── Data listing ──

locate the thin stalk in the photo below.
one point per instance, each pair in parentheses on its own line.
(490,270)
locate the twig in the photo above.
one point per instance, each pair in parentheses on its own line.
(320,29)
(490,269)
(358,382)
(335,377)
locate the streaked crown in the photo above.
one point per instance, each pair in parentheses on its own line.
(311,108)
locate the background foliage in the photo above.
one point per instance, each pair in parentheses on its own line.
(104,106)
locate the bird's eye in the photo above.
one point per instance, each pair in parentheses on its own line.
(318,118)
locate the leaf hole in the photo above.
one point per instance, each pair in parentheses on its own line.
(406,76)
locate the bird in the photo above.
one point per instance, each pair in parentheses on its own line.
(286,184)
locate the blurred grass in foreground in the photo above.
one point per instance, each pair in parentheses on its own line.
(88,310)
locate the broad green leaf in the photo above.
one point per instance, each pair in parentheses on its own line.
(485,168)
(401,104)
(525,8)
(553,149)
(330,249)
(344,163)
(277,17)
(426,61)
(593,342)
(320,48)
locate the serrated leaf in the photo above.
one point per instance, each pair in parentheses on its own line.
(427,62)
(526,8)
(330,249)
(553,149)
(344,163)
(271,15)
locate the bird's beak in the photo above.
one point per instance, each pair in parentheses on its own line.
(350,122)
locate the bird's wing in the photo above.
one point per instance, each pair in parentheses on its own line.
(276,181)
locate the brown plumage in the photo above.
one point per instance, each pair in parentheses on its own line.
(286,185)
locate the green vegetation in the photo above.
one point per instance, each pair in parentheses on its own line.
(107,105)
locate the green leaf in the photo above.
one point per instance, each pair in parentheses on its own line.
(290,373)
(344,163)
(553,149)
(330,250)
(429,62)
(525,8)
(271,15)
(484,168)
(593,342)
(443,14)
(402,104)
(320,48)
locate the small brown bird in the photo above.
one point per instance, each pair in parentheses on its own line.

───

What you should do: Rewrite the rows from the line containing "locate the bird's beak in the photo above." through the final line of the rows above, requests and all, and nothing else. Multiply every coordinate in the answer points by 0.7 and round each to a whole number, rounding halves up.

Solution for this problem:
locate the bird's beak in the photo above.
one point per instance, each pair in parentheses on its own line.
(245,85)
locate the bird's wing in the photo above.
one point per instance, each pair in parentheses on its own line.
(193,127)
locate the brown plumage in the photo above.
one point per instance, each pair in parentheses on its own line.
(200,130)
locate the green vegetation in the photo above.
one point per instance, each pair in parentheses on its own line.
(75,74)
locate the green leaf in the photo above.
one point per instance, each pair in parentheses on its own line.
(203,261)
(241,114)
(387,104)
(231,175)
(300,43)
(368,6)
(190,11)
(339,118)
(415,239)
(310,10)
(281,73)
(224,34)
locate the small brown bird in the photo above.
one point per instance, each pair in parentheses on its own line.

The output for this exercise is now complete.